> DIRECTION
Copy every line of the data below word for word, keeping the original order and leaving nothing out.
• • • • • • •
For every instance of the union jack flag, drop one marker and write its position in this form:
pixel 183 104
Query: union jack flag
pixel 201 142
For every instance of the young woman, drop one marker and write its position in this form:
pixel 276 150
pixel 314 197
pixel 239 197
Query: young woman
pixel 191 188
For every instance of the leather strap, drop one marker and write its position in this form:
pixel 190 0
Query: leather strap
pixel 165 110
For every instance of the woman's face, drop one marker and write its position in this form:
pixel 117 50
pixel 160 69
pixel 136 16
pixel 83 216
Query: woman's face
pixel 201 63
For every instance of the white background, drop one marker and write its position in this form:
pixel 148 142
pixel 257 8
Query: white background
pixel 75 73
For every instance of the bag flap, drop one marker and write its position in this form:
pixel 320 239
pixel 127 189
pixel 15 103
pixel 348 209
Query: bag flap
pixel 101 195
• • • • • • •
> THE RESULT
For every instance of the union jack flag, drop one marker and write its position in this form:
pixel 183 104
Query: union jack flag
pixel 201 142
For every instance of the young woman, drop one marker and write its position in this form:
pixel 276 150
pixel 314 197
pixel 239 197
Query: young woman
pixel 191 188
For every instance of the leather strap, drop one marker and write its position in this form:
pixel 190 0
Query: leather strap
pixel 165 110
For every instance of the woman's face, drop one marker and write its position in this form:
pixel 117 50
pixel 160 69
pixel 136 16
pixel 83 216
Query: woman's face
pixel 201 63
For every instance of the white background, drop one marker and write its position in this form:
pixel 148 142
pixel 257 8
Query: white background
pixel 75 73
For every instance of the bag flap, drop one marker and write its position in this form:
pixel 320 239
pixel 127 189
pixel 15 103
pixel 348 209
Query: bag flap
pixel 101 195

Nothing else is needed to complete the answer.